** GOAL **
Copy out the rows word for word, starting at the first line of the rows and ending at the line that contains "pixel 17 332", with both of those lines included.

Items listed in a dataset
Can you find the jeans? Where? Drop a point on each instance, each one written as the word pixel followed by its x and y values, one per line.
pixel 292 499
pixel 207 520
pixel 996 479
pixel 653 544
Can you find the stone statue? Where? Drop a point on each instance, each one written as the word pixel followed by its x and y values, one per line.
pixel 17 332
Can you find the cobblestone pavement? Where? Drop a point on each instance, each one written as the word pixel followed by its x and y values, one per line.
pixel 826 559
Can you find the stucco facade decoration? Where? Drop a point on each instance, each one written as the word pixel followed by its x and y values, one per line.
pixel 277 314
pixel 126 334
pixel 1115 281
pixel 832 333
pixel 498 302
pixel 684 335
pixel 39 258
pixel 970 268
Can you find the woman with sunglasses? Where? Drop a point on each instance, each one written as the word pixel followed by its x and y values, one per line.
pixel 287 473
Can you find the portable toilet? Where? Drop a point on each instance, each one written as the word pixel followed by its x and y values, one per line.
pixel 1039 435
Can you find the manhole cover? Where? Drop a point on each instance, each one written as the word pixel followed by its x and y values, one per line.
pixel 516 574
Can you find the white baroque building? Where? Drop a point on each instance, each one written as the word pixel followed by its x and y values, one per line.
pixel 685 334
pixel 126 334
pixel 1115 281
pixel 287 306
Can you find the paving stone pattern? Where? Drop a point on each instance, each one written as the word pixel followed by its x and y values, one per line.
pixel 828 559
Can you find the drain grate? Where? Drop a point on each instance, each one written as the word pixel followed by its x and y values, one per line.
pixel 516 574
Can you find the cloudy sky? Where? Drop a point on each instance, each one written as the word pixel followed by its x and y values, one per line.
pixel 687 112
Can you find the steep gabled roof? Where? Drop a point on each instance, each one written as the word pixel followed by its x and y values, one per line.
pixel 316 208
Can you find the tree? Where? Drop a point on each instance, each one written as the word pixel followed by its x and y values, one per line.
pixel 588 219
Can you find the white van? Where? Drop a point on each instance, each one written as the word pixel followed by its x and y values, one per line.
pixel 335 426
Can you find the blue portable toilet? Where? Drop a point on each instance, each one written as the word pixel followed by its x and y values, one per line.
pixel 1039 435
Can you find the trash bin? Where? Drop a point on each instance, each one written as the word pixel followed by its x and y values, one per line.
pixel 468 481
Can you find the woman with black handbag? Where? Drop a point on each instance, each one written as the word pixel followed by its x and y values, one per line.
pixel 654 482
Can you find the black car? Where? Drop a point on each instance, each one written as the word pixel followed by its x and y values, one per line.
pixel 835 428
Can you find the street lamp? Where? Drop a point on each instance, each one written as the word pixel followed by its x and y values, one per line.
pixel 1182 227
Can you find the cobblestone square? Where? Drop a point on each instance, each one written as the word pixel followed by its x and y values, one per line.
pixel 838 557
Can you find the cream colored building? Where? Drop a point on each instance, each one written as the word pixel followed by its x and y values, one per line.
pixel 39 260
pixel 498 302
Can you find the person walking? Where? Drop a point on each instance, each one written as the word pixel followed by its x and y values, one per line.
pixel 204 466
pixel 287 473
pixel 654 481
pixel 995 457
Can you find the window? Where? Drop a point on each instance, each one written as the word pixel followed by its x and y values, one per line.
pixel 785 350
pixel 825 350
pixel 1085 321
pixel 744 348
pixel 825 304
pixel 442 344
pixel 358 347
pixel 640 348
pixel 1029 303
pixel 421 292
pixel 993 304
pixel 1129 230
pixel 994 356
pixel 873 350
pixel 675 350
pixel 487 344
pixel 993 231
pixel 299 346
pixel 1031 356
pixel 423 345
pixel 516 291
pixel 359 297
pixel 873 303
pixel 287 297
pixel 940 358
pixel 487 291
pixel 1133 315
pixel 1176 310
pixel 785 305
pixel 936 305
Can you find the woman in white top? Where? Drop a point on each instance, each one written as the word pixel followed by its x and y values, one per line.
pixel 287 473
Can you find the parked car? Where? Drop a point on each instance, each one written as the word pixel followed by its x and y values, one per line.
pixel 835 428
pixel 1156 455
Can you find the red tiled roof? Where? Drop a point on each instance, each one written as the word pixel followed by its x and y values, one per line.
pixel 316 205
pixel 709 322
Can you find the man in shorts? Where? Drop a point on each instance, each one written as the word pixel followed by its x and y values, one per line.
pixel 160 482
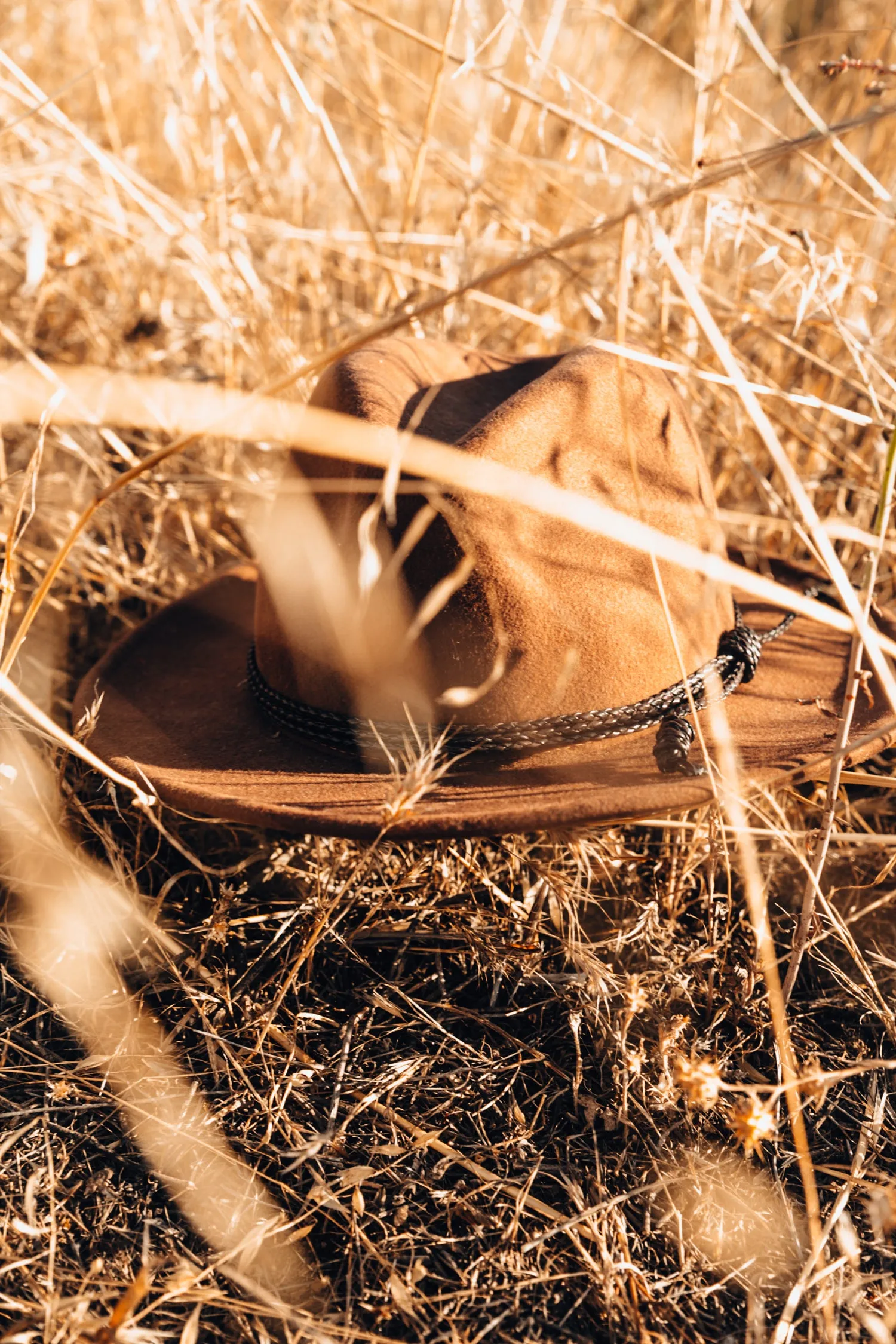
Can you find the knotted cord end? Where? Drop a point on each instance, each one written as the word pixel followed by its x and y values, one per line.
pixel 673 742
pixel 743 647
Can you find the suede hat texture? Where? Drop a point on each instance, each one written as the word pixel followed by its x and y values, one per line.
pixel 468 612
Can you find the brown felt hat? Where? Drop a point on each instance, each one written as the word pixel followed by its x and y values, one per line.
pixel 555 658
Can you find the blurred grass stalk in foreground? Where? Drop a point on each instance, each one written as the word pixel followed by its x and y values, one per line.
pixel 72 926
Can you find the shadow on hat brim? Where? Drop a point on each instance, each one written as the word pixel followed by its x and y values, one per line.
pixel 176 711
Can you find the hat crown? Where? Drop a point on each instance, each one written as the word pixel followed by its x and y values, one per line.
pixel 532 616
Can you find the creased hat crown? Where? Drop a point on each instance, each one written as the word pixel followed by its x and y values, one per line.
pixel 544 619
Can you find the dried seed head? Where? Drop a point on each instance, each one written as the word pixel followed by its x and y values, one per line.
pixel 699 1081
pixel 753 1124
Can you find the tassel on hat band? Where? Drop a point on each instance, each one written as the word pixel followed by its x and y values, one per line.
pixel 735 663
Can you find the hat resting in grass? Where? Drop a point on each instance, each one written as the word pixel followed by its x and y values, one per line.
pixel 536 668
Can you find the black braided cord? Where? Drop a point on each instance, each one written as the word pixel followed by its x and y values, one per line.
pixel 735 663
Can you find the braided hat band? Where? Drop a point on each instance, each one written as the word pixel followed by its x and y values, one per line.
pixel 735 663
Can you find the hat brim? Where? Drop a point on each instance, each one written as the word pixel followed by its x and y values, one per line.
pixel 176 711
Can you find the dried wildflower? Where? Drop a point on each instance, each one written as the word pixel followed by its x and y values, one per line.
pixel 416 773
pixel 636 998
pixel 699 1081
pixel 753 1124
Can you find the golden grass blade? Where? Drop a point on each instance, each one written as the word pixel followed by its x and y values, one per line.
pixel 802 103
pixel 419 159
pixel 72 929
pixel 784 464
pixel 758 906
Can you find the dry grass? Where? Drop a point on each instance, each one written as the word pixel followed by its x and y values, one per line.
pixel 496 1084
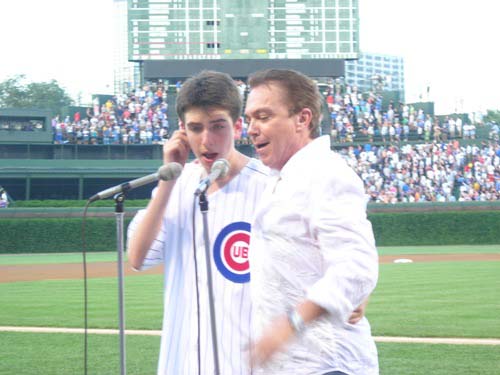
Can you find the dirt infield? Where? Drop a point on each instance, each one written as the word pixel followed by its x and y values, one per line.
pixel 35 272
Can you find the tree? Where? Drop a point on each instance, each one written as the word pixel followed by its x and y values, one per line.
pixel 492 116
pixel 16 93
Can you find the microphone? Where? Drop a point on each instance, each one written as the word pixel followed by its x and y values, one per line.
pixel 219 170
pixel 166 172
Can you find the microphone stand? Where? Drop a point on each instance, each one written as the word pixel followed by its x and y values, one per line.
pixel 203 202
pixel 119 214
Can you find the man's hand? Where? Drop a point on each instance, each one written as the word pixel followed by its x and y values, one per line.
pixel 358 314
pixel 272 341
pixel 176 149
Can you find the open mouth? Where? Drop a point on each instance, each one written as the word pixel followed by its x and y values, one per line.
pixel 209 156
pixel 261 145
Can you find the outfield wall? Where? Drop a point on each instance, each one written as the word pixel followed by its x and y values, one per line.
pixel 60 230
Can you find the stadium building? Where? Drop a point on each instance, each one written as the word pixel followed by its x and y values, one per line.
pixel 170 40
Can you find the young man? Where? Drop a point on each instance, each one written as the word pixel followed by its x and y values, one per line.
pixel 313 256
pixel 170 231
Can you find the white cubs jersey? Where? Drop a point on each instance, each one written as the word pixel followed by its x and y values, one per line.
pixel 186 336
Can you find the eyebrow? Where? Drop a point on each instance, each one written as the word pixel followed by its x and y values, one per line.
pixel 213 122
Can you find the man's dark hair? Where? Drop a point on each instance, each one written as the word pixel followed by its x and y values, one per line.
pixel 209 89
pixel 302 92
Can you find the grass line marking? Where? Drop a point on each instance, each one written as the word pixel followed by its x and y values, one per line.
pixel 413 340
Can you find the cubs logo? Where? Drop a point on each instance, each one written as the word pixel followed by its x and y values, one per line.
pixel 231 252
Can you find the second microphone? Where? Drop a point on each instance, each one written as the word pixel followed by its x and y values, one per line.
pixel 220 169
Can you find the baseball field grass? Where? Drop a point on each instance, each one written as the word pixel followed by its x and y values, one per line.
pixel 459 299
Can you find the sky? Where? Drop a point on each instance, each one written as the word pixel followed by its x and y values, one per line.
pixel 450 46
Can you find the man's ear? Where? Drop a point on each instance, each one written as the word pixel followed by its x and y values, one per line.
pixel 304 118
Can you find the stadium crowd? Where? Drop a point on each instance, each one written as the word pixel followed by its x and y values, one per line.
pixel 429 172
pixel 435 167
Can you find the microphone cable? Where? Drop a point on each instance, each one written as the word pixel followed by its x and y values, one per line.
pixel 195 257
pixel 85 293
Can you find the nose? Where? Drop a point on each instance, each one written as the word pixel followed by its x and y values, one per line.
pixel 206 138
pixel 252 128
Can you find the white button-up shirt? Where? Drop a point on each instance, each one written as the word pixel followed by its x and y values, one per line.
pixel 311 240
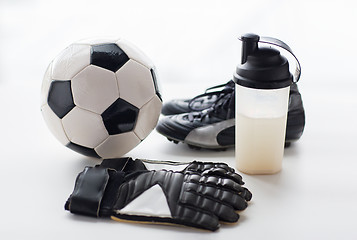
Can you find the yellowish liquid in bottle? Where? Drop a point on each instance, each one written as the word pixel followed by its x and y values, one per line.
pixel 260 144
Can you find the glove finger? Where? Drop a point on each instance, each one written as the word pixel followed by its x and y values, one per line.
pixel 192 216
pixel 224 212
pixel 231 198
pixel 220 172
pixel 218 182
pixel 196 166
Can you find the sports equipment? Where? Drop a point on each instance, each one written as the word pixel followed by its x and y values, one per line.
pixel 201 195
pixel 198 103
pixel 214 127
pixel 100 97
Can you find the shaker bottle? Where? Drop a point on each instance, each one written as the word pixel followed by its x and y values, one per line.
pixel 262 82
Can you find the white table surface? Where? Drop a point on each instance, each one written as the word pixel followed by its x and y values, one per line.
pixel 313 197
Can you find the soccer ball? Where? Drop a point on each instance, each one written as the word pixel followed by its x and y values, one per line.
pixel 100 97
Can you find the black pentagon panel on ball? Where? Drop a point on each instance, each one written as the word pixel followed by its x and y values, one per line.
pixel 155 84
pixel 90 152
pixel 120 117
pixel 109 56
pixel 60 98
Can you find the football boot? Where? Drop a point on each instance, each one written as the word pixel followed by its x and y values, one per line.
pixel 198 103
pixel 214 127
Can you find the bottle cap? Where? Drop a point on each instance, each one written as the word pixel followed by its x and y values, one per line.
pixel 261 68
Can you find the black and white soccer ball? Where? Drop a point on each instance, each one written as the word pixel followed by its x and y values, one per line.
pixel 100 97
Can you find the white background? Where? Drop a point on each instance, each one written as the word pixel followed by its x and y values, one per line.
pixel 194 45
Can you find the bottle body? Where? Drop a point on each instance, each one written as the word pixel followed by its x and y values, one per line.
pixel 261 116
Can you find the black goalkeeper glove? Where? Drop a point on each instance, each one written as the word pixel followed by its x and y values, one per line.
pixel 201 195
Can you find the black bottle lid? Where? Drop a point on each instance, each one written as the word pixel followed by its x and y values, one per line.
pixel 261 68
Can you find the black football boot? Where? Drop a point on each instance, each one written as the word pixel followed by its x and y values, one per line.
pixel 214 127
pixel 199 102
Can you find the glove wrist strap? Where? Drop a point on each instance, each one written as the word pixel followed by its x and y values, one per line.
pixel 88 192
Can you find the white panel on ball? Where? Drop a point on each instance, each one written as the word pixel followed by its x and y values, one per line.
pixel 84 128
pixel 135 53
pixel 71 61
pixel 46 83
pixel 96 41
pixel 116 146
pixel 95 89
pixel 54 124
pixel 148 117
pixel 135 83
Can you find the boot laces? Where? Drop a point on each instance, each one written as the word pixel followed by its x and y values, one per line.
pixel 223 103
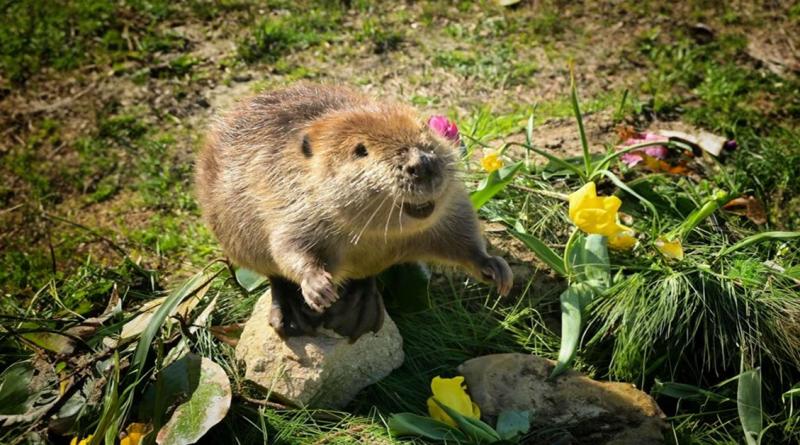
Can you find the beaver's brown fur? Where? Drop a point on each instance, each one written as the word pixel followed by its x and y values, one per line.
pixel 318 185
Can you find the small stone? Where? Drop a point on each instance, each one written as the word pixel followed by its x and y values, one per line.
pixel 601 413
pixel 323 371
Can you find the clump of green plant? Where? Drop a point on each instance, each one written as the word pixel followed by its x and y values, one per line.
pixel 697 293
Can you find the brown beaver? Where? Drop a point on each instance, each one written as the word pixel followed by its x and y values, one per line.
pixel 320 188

** RESPONSE BELOW **
Can you find the jeans? Where? Drop a point on each instance, each one written as the word pixel followed by its x and y values, one per line.
pixel 292 499
pixel 207 520
pixel 996 479
pixel 653 544
Can you find the stone statue? Where? Drop a point on each instance, each one written as the word pixel followed by its x and y values, one per line.
pixel 17 332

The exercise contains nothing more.